(Exercise directions):
List all the lines in these records that hold "field".
*** Input records Section Begins ***
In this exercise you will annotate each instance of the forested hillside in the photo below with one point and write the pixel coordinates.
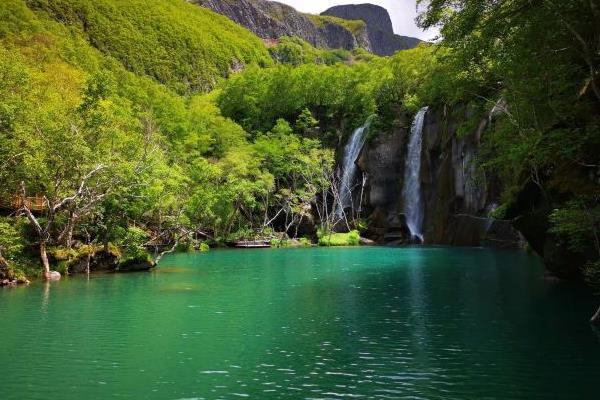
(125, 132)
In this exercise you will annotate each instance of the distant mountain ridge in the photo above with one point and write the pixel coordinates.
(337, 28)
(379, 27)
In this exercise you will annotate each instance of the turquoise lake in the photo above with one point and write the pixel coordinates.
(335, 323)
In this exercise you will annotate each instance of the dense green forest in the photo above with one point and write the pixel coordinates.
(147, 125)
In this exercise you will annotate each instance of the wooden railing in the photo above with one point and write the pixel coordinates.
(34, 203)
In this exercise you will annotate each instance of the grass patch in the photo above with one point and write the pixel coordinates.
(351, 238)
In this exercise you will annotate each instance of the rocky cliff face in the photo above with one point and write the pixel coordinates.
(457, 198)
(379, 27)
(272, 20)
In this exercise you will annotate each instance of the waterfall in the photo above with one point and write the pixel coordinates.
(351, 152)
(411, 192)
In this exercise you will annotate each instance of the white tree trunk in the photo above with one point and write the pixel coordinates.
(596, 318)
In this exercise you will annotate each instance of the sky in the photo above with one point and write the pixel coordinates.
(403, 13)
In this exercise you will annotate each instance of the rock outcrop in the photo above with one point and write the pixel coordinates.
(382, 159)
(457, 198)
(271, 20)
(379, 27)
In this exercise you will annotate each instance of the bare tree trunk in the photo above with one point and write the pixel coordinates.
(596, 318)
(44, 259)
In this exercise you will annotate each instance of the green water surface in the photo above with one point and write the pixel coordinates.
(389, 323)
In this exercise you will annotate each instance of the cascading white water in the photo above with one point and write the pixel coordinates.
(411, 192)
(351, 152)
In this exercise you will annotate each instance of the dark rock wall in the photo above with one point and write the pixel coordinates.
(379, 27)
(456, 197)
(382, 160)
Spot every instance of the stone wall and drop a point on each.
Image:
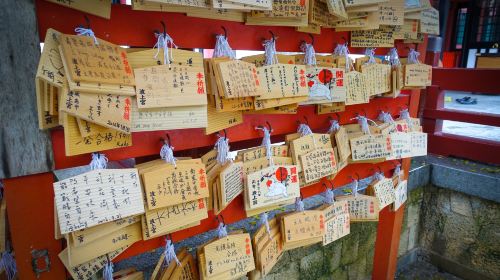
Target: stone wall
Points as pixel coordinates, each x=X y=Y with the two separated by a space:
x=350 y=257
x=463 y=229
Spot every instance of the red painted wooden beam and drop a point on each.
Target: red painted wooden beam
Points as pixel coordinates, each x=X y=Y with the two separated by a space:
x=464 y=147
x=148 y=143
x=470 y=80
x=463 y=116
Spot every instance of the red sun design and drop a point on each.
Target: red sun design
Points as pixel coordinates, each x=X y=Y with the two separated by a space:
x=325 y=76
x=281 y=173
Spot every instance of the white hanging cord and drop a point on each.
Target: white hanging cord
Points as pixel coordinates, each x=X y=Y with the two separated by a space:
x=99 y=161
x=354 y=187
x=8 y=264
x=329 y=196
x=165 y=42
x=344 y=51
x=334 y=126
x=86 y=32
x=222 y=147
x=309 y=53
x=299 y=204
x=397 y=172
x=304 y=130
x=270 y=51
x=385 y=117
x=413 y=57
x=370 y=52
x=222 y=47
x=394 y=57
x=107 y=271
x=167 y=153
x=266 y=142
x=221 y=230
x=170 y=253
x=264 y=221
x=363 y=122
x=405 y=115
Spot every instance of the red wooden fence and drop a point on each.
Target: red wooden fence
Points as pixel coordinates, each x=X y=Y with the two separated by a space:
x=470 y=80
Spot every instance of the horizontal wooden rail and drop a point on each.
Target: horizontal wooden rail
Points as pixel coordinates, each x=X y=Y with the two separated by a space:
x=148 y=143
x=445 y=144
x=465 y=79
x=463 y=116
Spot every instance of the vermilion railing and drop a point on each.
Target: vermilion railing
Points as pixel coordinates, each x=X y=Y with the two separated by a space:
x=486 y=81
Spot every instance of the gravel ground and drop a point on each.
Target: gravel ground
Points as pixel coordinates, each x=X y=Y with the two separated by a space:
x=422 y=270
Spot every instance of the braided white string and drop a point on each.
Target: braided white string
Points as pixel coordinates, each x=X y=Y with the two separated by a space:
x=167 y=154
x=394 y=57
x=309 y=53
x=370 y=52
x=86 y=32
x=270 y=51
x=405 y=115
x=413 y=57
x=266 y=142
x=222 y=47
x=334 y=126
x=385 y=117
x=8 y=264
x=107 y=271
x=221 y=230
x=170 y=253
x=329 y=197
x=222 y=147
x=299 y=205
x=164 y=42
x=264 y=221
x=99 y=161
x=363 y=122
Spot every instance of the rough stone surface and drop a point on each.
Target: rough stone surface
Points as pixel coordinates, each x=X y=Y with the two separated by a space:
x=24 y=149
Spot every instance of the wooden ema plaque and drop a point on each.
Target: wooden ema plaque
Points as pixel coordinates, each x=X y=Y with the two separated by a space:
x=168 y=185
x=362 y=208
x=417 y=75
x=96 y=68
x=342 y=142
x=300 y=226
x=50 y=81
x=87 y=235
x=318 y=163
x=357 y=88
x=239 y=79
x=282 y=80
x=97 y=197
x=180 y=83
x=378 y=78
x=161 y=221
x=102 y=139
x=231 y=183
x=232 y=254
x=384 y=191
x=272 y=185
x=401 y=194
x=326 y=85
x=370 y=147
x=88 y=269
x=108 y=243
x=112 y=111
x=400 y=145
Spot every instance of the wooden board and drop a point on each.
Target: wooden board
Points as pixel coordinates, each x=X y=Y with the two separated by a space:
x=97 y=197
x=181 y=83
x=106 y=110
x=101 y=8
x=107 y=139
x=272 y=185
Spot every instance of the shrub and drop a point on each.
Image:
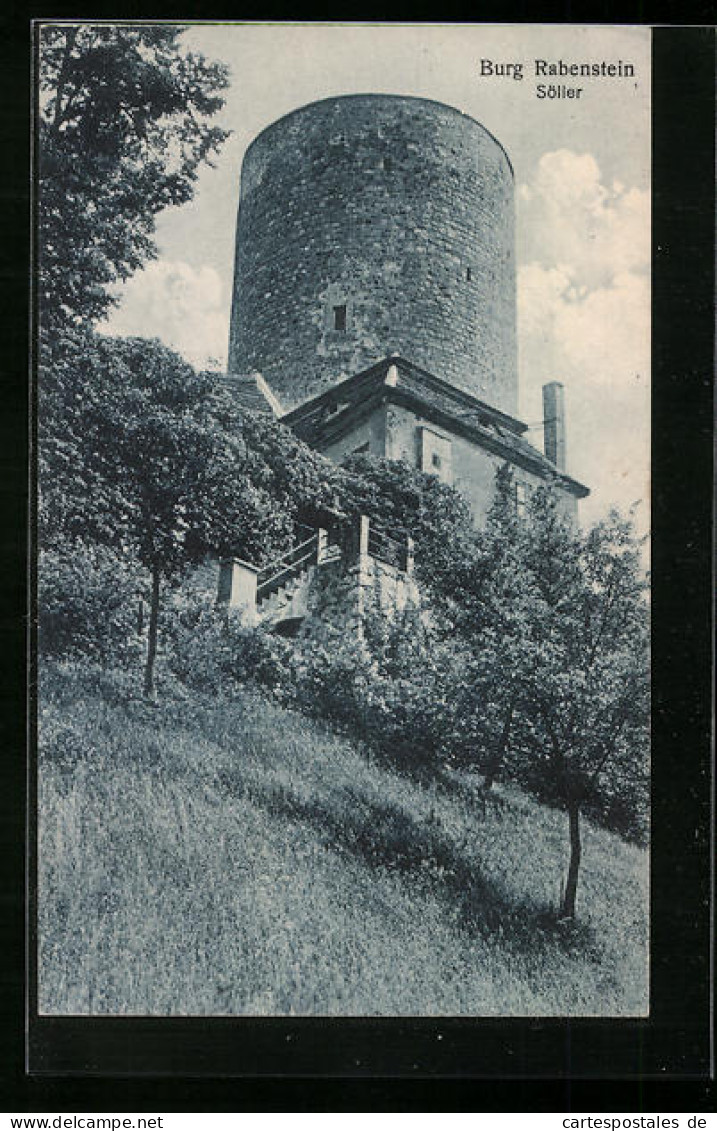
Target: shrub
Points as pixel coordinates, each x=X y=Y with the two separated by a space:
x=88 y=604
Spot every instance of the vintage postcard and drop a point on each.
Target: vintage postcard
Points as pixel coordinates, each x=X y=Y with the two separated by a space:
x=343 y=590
*** Input records Section Ends ***
*** Input records Section Begins ***
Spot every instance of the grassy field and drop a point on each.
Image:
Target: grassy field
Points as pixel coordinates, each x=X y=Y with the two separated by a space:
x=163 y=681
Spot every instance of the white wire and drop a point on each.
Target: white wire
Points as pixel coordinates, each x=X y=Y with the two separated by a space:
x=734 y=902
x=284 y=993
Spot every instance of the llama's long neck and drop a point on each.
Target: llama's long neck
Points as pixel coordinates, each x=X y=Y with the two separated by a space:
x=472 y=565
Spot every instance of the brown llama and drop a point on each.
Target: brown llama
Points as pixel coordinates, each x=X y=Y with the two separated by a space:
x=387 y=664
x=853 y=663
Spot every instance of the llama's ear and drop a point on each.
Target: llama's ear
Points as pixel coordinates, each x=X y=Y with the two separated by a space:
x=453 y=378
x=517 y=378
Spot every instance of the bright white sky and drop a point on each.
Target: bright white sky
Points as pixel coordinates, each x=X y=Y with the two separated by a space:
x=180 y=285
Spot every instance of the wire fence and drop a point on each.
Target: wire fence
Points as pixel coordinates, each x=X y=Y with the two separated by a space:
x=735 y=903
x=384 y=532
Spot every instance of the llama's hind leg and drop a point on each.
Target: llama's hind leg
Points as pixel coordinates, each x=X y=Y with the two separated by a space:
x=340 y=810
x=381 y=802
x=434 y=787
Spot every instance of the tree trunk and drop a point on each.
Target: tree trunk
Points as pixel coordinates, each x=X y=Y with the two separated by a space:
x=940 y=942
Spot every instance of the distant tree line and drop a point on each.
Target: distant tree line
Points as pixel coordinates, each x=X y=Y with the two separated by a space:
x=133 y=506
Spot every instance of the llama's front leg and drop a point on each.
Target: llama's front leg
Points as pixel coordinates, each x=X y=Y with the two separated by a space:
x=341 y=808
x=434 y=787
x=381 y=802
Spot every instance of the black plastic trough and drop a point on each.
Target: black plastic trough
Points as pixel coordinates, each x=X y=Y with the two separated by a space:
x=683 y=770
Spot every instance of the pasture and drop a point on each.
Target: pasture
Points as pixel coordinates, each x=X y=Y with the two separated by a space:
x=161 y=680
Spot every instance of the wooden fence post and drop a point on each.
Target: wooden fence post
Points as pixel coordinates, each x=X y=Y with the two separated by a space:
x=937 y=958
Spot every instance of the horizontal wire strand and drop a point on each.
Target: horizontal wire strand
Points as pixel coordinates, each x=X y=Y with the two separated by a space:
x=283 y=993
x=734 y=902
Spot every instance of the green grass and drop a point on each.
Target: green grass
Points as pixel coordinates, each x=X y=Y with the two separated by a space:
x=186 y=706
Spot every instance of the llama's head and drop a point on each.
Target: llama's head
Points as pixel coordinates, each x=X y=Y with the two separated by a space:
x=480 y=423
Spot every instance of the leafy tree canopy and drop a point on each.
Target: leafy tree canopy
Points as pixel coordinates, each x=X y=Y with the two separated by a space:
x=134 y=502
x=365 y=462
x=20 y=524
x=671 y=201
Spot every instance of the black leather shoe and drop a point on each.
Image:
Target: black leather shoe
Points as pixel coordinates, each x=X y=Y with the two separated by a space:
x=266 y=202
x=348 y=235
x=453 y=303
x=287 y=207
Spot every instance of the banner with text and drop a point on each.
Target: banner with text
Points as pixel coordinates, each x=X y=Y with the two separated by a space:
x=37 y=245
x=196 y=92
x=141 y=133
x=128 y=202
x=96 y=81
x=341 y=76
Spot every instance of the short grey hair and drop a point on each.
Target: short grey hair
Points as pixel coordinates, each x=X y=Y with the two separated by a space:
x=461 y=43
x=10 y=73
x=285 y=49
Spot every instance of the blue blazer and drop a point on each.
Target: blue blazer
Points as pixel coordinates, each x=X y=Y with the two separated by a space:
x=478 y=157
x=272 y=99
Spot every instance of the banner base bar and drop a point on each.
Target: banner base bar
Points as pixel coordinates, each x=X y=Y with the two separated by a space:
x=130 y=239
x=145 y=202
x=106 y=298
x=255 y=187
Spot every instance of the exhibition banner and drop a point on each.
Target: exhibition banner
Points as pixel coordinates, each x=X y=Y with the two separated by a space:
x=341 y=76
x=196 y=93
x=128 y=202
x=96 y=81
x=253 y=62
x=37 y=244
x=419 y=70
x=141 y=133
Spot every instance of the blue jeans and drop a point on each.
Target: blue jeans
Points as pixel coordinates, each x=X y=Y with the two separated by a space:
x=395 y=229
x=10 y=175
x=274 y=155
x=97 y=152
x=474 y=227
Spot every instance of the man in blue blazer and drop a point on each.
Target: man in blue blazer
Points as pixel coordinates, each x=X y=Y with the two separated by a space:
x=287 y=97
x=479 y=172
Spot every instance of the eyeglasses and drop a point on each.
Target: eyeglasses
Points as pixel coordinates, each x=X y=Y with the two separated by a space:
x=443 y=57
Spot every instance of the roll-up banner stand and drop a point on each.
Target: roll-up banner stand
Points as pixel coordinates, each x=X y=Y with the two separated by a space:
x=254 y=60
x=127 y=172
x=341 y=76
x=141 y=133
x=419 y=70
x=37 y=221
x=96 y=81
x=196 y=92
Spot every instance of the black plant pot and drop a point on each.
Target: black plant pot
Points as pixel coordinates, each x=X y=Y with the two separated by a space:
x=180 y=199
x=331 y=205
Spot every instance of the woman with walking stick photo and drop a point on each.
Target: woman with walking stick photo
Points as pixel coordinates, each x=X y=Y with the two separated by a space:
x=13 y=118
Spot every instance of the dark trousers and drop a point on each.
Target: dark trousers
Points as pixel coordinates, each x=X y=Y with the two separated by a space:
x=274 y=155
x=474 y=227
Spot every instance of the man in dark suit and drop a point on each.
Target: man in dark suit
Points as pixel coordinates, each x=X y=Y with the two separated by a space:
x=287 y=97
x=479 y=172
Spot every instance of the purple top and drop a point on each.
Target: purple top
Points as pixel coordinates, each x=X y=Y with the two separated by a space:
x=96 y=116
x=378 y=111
*** Input records Section Ends ***
(Result of the exercise):
Spot every instance of the grassy field and drop a point on each.
Target: grassy field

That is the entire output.